→ **EXERCISE AIM**
Count the lines in the items below that contain the string "pool", matching case exactly. Reply with the number alone.

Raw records
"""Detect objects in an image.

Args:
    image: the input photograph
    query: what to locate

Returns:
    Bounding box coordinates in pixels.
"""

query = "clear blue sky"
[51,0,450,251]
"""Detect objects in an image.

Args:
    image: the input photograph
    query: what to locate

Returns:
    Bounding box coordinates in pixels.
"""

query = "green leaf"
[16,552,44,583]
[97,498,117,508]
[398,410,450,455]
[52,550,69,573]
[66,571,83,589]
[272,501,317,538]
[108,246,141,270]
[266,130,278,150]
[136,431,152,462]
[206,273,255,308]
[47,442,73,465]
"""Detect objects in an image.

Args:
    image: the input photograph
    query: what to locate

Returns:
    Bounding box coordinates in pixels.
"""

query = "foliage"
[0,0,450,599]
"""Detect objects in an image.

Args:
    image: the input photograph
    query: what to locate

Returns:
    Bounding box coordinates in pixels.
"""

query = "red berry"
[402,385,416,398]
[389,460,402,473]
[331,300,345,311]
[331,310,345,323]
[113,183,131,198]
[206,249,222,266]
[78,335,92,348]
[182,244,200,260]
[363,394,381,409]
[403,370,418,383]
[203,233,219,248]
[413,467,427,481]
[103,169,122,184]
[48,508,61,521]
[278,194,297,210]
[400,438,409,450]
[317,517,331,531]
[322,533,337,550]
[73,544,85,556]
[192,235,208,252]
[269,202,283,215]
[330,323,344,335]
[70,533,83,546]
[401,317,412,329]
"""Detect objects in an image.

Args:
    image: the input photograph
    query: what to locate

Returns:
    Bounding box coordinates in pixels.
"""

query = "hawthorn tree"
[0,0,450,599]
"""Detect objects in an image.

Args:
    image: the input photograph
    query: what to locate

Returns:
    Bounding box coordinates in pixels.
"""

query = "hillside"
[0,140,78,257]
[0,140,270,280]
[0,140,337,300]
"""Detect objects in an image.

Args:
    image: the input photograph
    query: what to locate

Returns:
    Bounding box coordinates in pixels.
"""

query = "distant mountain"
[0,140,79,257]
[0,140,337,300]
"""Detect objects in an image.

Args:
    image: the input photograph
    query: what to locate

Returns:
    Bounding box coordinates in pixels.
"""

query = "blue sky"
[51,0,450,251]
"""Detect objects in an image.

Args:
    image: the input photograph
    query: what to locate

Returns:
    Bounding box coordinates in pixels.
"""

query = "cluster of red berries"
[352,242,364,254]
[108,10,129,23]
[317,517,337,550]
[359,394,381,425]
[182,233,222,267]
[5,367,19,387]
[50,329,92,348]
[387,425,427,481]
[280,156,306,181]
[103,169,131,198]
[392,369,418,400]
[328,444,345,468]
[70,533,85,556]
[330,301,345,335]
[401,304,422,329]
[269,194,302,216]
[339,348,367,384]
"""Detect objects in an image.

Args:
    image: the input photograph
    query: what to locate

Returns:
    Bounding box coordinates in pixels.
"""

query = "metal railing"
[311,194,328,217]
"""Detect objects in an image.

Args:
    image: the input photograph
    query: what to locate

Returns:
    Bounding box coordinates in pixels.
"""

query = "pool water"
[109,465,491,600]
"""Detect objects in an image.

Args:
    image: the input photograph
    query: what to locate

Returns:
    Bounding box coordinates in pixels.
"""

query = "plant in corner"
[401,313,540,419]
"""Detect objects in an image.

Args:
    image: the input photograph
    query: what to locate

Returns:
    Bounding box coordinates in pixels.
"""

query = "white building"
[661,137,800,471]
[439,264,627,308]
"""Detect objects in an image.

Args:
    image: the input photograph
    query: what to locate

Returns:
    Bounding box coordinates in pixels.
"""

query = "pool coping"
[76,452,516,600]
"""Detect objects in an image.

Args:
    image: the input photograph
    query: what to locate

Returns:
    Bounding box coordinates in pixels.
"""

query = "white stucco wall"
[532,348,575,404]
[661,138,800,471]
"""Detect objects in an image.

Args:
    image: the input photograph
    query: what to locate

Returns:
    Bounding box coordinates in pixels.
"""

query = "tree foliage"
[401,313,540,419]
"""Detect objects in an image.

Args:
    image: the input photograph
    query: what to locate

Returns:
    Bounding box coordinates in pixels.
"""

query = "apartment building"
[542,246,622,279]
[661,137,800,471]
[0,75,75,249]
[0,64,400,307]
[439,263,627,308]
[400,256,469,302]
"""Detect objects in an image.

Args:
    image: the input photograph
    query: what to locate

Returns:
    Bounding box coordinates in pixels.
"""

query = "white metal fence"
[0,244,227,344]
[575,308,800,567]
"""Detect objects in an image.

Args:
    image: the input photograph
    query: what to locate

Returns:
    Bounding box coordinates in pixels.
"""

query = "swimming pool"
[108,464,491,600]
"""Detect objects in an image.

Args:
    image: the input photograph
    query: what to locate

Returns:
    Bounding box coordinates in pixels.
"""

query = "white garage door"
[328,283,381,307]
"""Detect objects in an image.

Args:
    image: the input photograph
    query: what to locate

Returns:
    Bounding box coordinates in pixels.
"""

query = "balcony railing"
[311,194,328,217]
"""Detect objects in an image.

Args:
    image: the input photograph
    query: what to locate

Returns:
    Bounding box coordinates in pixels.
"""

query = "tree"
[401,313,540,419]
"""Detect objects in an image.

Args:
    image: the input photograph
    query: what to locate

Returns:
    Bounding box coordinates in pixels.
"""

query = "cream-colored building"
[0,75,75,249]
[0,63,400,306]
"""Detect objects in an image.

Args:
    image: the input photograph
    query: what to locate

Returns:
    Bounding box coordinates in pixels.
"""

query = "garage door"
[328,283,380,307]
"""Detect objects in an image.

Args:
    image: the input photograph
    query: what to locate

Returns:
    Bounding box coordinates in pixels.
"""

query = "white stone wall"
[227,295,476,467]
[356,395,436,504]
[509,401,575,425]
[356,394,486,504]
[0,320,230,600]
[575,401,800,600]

→ **COMPLETE RESPONSE**
3